### Problem
You are to retype all of the data exactly as it appears.

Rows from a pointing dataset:
•••••

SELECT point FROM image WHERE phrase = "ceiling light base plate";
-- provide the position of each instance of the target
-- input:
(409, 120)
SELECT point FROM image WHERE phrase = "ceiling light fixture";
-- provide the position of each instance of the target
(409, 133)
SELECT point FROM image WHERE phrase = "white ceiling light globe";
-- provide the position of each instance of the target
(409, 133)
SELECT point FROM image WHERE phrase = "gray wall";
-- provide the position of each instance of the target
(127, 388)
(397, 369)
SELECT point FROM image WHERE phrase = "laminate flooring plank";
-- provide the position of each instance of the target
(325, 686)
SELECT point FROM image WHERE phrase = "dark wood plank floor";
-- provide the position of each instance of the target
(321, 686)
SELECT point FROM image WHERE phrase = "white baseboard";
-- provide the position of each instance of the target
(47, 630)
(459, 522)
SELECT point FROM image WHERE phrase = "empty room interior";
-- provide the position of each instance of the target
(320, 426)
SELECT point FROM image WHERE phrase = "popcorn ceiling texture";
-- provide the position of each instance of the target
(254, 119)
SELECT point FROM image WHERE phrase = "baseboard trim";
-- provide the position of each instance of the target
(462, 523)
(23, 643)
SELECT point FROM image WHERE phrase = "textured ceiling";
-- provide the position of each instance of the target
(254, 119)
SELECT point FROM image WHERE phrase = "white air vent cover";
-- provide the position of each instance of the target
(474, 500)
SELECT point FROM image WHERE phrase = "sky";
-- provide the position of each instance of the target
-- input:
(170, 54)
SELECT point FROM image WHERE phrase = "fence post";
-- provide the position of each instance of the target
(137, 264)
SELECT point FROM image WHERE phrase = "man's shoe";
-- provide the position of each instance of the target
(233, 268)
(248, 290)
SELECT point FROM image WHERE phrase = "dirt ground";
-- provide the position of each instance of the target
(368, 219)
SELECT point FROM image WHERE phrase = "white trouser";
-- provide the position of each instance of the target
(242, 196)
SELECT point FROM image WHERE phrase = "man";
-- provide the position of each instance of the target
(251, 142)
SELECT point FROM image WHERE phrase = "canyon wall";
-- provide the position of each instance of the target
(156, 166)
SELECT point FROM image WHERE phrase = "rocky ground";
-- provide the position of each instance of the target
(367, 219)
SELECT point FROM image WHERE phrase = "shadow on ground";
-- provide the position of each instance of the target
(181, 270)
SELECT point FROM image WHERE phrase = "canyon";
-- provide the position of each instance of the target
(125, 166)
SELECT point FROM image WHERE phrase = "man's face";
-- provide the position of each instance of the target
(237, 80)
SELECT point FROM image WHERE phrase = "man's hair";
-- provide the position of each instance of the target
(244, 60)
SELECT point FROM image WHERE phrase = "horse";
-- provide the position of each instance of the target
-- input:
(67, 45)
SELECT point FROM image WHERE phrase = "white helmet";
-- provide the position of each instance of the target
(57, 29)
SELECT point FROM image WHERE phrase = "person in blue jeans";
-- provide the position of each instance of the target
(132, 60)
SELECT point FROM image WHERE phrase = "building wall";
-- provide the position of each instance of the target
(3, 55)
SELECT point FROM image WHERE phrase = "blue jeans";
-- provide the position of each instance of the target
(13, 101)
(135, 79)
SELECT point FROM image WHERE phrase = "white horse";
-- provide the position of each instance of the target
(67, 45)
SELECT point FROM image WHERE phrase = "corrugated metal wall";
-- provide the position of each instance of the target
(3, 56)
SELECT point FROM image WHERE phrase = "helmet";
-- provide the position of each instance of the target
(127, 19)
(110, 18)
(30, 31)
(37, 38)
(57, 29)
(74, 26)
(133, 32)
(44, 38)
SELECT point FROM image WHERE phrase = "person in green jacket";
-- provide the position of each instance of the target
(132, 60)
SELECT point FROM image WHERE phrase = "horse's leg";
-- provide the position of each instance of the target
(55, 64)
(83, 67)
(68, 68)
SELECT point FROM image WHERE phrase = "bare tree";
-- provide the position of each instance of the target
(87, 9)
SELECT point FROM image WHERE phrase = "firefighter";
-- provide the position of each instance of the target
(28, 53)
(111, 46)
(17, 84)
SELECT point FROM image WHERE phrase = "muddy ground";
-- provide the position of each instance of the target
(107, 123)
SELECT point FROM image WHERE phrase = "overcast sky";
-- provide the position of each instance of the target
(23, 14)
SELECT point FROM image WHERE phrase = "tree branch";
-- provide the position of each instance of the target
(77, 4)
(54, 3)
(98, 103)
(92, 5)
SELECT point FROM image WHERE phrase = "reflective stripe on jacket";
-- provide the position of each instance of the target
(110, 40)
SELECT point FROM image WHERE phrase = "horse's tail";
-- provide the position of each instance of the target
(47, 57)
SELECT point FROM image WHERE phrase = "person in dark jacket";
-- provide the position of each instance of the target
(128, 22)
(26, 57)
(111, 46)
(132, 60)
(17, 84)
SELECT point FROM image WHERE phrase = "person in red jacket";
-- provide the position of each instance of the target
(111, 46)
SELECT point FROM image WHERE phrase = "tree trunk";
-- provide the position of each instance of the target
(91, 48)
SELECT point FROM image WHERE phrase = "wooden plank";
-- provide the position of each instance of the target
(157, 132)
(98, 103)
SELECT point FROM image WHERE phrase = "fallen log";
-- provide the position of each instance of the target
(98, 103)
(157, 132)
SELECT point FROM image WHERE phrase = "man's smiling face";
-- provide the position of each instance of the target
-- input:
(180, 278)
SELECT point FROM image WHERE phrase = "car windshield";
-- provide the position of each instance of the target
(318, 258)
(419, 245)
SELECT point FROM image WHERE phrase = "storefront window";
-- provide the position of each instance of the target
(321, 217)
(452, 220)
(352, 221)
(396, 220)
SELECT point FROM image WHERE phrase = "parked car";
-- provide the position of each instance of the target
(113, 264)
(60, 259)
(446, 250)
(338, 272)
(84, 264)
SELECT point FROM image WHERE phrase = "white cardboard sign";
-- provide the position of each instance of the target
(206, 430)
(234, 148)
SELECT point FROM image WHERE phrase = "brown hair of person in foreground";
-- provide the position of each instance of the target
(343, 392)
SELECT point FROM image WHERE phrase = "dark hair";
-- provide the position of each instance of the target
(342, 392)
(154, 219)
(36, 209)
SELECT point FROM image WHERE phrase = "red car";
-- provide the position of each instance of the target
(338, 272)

•••••

### The solution
SELECT point FROM image WHERE phrase = "ceiling light base plate";
-- provide the position of each instance of the target
-- input:
(409, 120)
SELECT point FROM image WHERE phrase = "ceiling light fixture";
-- provide the position of each instance of the target
(409, 133)
SELECT point FROM image WHERE phrase = "white ceiling light globe";
-- provide the position of each instance of the target
(409, 133)
SELECT point FROM image WHERE phrase = "gray wall";
-- provide the position of each instance of the target
(127, 388)
(397, 369)
SELECT point FROM image WHERE phrase = "laminate flooring plank";
-- provide the position of each instance of the target
(325, 686)
SELECT point FROM image WHERE phrase = "dark wood plank floor";
-- provide the position of each instance of the target
(321, 686)
SELECT point FROM image WHERE phrase = "white baseboard";
-- provide the position of each instance of the target
(47, 630)
(459, 522)
SELECT point FROM image WHERE phrase = "empty room interior";
-- provide the position of each instance of the target
(320, 426)
SELECT point FROM image WHERE phrase = "popcorn ceiling texture";
-- provide the position of each instance of the target
(254, 119)
SELECT point FROM image WHERE phrase = "baseboard trim";
-- provide the position of each instance of the target
(462, 523)
(23, 643)
SELECT point FROM image WHERE phrase = "textured ceiling";
-- provide the position of each instance of the target
(254, 119)
SELECT point FROM image WHERE phrase = "white air vent cover";
-- provide the position of each instance of the target
(474, 500)
SELECT point FROM image WHERE phrase = "sky";
-- provide the position of each instance of the target
-- input:
(170, 54)
SELECT point FROM image WHERE phrase = "fence post";
-- provide the position of each instance of the target
(137, 264)
SELECT point FROM image WHERE phrase = "man's shoe";
-- provide the position of each instance of the target
(233, 268)
(248, 290)
SELECT point FROM image WHERE phrase = "dirt ground";
-- provide the position of each instance of the target
(368, 219)
SELECT point FROM image WHERE phrase = "white trouser";
-- provide the position of each instance of the target
(242, 196)
SELECT point FROM image WHERE phrase = "man";
-- provide the position of each instance of the target
(251, 142)
SELECT point FROM image WHERE phrase = "canyon wall";
-- provide the position of each instance of the target
(156, 166)
SELECT point FROM image WHERE phrase = "rocky ground";
-- provide the position of each instance of the target
(367, 219)
SELECT point FROM image WHERE phrase = "shadow on ground";
-- provide the position of each instance of the target
(181, 270)
SELECT point FROM image WHERE phrase = "canyon";
-- provide the position of each instance of the target
(125, 166)
SELECT point FROM image WHERE phrase = "man's face";
-- provide the position of each instance of the target
(237, 80)
SELECT point FROM image WHERE phrase = "man's hair";
-- provide the position of each instance of the target
(244, 60)
SELECT point FROM image WHERE phrase = "horse";
-- provide the position of each instance of the target
-- input:
(67, 45)
SELECT point FROM image WHERE phrase = "white helmet";
-- provide the position of each instance of the target
(57, 29)
SELECT point FROM image WHERE phrase = "person in blue jeans";
-- provide the position of each instance of the target
(132, 60)
SELECT point FROM image WHERE phrase = "building wall";
-- provide the position of each instance of the target
(3, 55)
SELECT point FROM image WHERE phrase = "blue jeans";
-- provide the position of each instance of the target
(13, 101)
(135, 79)
SELECT point FROM image WHERE phrase = "white horse";
-- provide the position of each instance of the target
(67, 45)
SELECT point FROM image WHERE phrase = "corrugated metal wall";
-- provide the position of each instance of the target
(3, 56)
SELECT point FROM image WHERE phrase = "helmet";
-- provide the position of each instance of the target
(127, 19)
(110, 18)
(30, 31)
(37, 38)
(57, 29)
(74, 26)
(133, 32)
(44, 38)
SELECT point FROM image WHERE phrase = "person in green jacket";
-- provide the position of each instance of the target
(132, 60)
SELECT point FROM image WHERE phrase = "horse's leg";
-- provide the position of each instance of the target
(55, 64)
(83, 67)
(68, 68)
SELECT point FROM image WHERE phrase = "bare tree";
-- provide the position of each instance of the target
(87, 9)
SELECT point FROM image WHERE phrase = "firefighter";
-- provide the position of each instance of the target
(28, 53)
(111, 46)
(17, 84)
SELECT point FROM image WHERE phrase = "muddy ground";
-- provide the position of each instance of the target
(107, 123)
SELECT point FROM image WHERE phrase = "overcast sky";
-- provide the position of each instance of the target
(23, 14)
SELECT point FROM image WHERE phrase = "tree branch";
-- provide the position of each instance of the target
(77, 4)
(54, 3)
(98, 103)
(92, 5)
SELECT point FROM image WHERE phrase = "reflective stripe on jacket";
-- provide the position of each instance of the target
(110, 40)
SELECT point FROM image WHERE phrase = "horse's tail";
-- provide the position of each instance of the target
(47, 57)
SELECT point FROM image WHERE phrase = "person in dark jacket";
-- provide the position of each instance of the target
(128, 22)
(26, 57)
(111, 46)
(132, 60)
(17, 84)
SELECT point FROM image WHERE phrase = "person in red jacket";
-- provide the position of each instance of the target
(111, 46)
SELECT point FROM image WHERE phrase = "tree trunk";
-- provide the position of each instance of the target
(91, 48)
SELECT point FROM image WHERE phrase = "wooden plank";
-- provide the position of each instance of the target
(157, 132)
(98, 103)
SELECT point FROM image WHERE phrase = "fallen log";
-- provide the position of each instance of the target
(98, 103)
(157, 132)
SELECT point FROM image WHERE phrase = "man's smiling face";
-- provide the position of each instance of the target
-- input:
(180, 278)
SELECT point FROM image WHERE phrase = "car windshield";
-- provide the position of each instance of the target
(318, 258)
(419, 245)
SELECT point FROM image WHERE phrase = "storefront window";
-- provide the position of each instance of the target
(321, 217)
(452, 220)
(352, 221)
(396, 220)
SELECT point FROM image WHERE phrase = "parked car";
-- provide the position of each instance of the target
(113, 264)
(60, 259)
(446, 250)
(338, 272)
(84, 264)
SELECT point FROM image WHERE phrase = "white cardboard sign";
-- provide the position of each instance of the target
(206, 430)
(234, 148)
SELECT point FROM image WHERE phrase = "brown hair of person in foreground";
-- provide the position of each instance of the target
(343, 392)
SELECT point FROM image WHERE phrase = "dark hair";
-- provide the position of each instance of the target
(342, 392)
(154, 219)
(36, 209)
SELECT point FROM image WHERE phrase = "red car";
-- provide the position of each instance of the target
(338, 272)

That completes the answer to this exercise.